RECORDS TO USE ::
** begin **
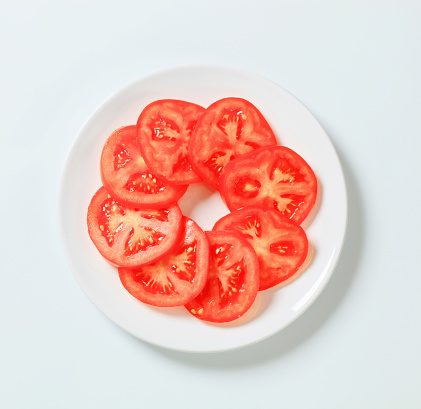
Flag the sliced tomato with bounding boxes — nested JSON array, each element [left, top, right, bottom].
[[118, 217, 209, 307], [101, 125, 187, 208], [137, 99, 205, 185], [189, 98, 277, 189], [219, 146, 317, 223], [87, 187, 182, 267], [186, 232, 259, 322], [213, 206, 308, 290]]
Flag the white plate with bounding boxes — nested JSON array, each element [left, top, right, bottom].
[[59, 66, 347, 352]]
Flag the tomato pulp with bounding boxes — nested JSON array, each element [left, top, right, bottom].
[[186, 232, 259, 322], [118, 217, 209, 307], [219, 146, 317, 223], [101, 125, 187, 208], [87, 187, 182, 267], [189, 98, 277, 189], [213, 206, 308, 290], [137, 99, 205, 185]]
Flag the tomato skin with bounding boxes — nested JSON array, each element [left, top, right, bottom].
[[185, 231, 259, 323], [136, 99, 205, 185], [189, 97, 277, 189], [212, 206, 308, 291], [219, 146, 317, 224], [100, 125, 187, 209], [87, 187, 182, 268], [118, 217, 209, 307]]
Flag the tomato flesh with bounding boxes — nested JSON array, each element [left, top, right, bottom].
[[186, 232, 259, 322], [87, 187, 182, 267], [219, 146, 317, 223], [189, 98, 277, 189], [118, 217, 209, 307], [213, 206, 308, 290], [101, 126, 187, 209], [137, 99, 205, 185]]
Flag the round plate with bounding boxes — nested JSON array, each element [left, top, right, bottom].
[[59, 66, 347, 352]]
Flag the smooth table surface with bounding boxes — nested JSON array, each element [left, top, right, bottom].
[[0, 0, 421, 409]]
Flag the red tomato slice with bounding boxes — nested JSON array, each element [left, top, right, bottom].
[[189, 98, 277, 189], [101, 126, 187, 208], [219, 146, 317, 223], [213, 206, 308, 290], [118, 217, 209, 307], [186, 232, 259, 322], [137, 99, 205, 185], [88, 187, 182, 267]]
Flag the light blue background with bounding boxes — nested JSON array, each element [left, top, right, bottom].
[[0, 0, 421, 409]]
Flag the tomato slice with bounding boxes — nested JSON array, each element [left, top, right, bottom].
[[87, 187, 182, 267], [137, 99, 205, 185], [219, 146, 317, 223], [118, 217, 209, 307], [101, 125, 187, 208], [185, 231, 259, 322], [189, 98, 277, 189], [213, 206, 308, 290]]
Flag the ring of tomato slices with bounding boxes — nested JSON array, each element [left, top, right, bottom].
[[87, 187, 182, 268], [118, 217, 209, 307], [100, 125, 188, 209], [189, 98, 277, 189], [219, 146, 317, 223], [185, 231, 259, 323], [136, 99, 205, 185], [213, 206, 308, 290]]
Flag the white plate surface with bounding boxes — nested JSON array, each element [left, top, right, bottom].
[[59, 66, 347, 352]]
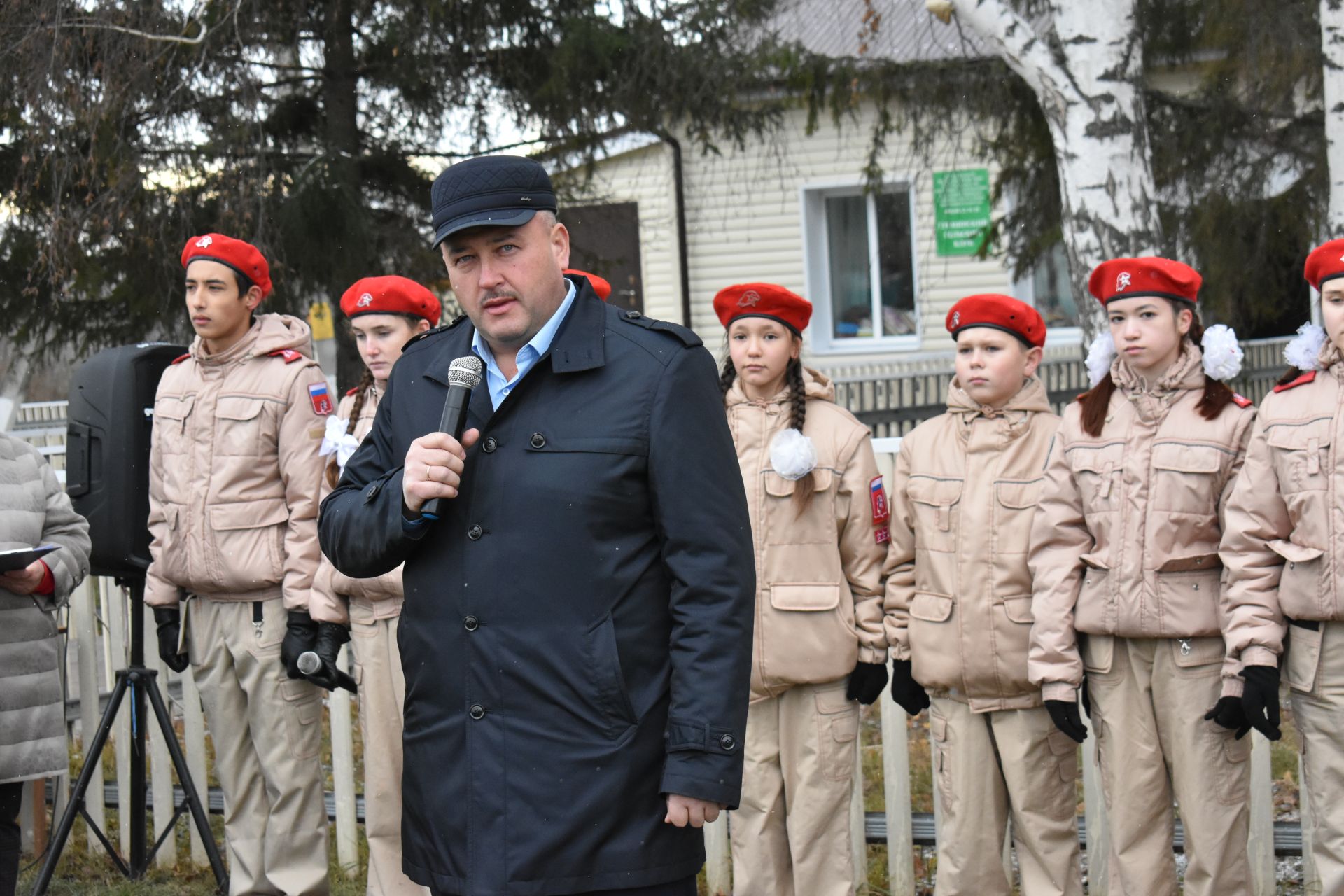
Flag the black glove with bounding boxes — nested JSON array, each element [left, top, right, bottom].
[[279, 610, 317, 678], [1236, 666, 1284, 740], [891, 659, 929, 716], [1204, 697, 1252, 740], [1046, 700, 1087, 743], [305, 622, 352, 690], [844, 662, 887, 706], [155, 607, 191, 672]]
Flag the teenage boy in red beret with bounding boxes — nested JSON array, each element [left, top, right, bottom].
[[886, 295, 1082, 896], [145, 234, 332, 896]]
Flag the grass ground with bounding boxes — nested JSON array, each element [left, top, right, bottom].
[[19, 706, 1298, 896]]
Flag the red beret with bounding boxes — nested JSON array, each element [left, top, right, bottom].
[[181, 234, 270, 298], [340, 275, 444, 326], [714, 284, 812, 333], [948, 293, 1046, 348], [1302, 239, 1344, 291], [564, 267, 612, 302], [1087, 255, 1204, 305]]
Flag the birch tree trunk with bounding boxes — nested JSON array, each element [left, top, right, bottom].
[[1321, 0, 1344, 239], [930, 0, 1161, 340]]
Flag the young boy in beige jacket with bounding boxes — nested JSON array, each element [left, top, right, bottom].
[[1219, 239, 1344, 893], [886, 295, 1082, 896]]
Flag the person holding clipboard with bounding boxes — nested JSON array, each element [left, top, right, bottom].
[[0, 434, 90, 896]]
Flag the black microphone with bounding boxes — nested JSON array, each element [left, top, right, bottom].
[[421, 355, 485, 520]]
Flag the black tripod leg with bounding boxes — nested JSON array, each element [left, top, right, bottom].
[[145, 680, 228, 890], [32, 669, 126, 896]]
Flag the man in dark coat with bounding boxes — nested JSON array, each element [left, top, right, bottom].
[[320, 156, 754, 896]]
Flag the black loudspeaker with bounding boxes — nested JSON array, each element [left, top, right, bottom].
[[66, 342, 187, 578]]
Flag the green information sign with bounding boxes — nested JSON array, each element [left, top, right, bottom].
[[932, 168, 989, 255]]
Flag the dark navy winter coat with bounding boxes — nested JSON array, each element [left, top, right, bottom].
[[320, 278, 755, 896]]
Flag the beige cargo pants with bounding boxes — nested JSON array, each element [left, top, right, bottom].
[[1284, 622, 1344, 895], [929, 697, 1084, 896], [1081, 636, 1252, 896], [349, 599, 428, 896], [186, 596, 328, 896], [729, 678, 859, 896]]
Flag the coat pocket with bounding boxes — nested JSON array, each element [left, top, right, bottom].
[[1149, 442, 1235, 516], [1284, 624, 1321, 693], [583, 615, 640, 738], [1268, 539, 1325, 620], [210, 498, 289, 592], [906, 475, 964, 554]]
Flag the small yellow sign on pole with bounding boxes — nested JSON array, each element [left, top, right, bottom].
[[308, 302, 336, 342]]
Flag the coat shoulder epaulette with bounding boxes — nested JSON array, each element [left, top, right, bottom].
[[402, 314, 466, 352], [1274, 371, 1316, 392], [266, 348, 308, 364], [621, 312, 704, 348]]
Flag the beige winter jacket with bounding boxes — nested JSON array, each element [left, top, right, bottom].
[[1027, 344, 1255, 700], [1219, 342, 1344, 677], [145, 314, 330, 610], [308, 386, 403, 626], [886, 376, 1059, 712], [726, 370, 887, 701]]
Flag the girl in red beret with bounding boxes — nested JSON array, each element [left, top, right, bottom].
[[309, 276, 442, 896], [1028, 258, 1258, 896], [714, 284, 888, 896], [1222, 239, 1344, 893]]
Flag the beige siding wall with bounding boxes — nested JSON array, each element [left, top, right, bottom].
[[567, 103, 1078, 372]]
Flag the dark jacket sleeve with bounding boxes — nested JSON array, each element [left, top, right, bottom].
[[317, 374, 428, 579], [649, 346, 755, 808]]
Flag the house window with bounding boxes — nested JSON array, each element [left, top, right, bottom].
[[804, 186, 918, 351]]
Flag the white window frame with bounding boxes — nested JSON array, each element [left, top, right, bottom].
[[798, 174, 923, 356]]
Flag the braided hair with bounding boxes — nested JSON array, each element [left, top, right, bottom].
[[719, 356, 817, 516], [327, 367, 374, 489], [1078, 298, 1233, 438]]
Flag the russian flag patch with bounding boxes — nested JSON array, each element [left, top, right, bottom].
[[308, 383, 332, 416]]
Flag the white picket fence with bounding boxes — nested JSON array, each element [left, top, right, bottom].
[[10, 419, 1316, 896]]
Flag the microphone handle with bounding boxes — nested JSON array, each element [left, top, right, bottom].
[[421, 386, 472, 520]]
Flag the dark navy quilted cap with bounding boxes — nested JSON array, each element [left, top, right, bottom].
[[430, 156, 556, 248]]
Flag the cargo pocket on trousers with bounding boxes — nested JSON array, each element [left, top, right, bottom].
[[816, 688, 859, 780], [1284, 622, 1321, 693], [279, 678, 323, 759], [1215, 729, 1252, 806], [929, 706, 953, 811]]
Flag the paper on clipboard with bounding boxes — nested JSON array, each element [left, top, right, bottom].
[[0, 544, 59, 573]]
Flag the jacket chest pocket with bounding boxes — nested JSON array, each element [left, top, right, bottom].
[[761, 468, 840, 544], [1068, 442, 1125, 513], [1149, 442, 1233, 516], [906, 475, 965, 554], [993, 479, 1044, 555], [215, 395, 274, 456], [1265, 416, 1334, 494], [153, 395, 196, 454]]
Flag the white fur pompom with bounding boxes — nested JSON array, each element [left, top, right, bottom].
[[1284, 323, 1325, 371], [1084, 329, 1116, 388], [317, 414, 359, 472], [1200, 323, 1246, 382], [770, 427, 817, 479]]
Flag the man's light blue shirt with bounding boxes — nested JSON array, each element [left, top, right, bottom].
[[472, 278, 577, 410]]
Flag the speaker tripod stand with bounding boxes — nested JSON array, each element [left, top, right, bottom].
[[32, 578, 228, 896]]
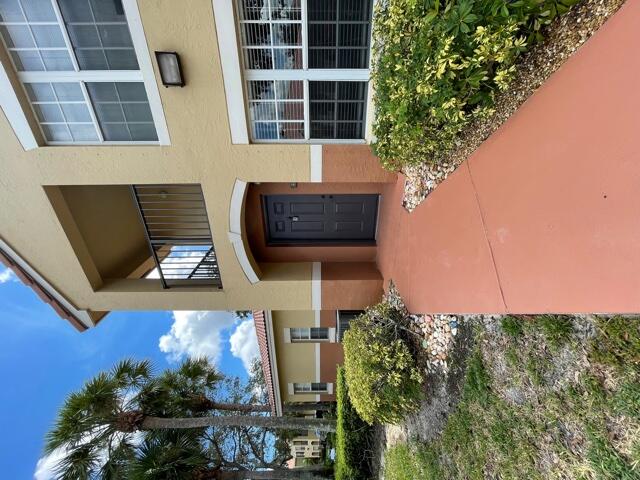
** end **
PROBLEM :: Return the lines exactly, starting at the beginning of the records and ending with the line that contains "217, 209, 307]]", both included, and leave the pictures out of the answer.

OUTPUT FOR THIS EXERCISE ::
Flag the sliced tomato with bounding boxes — nested JSON array, each element [left, top, right, bottom].
[[118, 217, 209, 307], [101, 125, 187, 208], [137, 99, 205, 185], [189, 98, 277, 189], [219, 146, 317, 223], [87, 187, 182, 267], [186, 232, 259, 322], [213, 206, 308, 290]]
Flag the white plate with bounding boxes — nested JSON array, each element [left, top, right, bottom].
[[59, 66, 347, 352]]
Flag the tomato pulp with bounding boxes — nested JSON array, each element [left, top, right, bottom].
[[186, 232, 259, 322], [118, 217, 209, 307], [219, 146, 317, 223], [101, 125, 187, 208], [87, 187, 182, 267], [189, 98, 277, 189], [213, 206, 308, 290], [137, 99, 205, 185]]
Flag the tomato skin with bounding boxes — nested JSON array, each element [left, top, right, bottom].
[[185, 231, 259, 323], [136, 99, 205, 185], [189, 97, 277, 189], [212, 206, 308, 291], [219, 146, 317, 224], [100, 125, 187, 209], [87, 187, 182, 268], [118, 217, 209, 307]]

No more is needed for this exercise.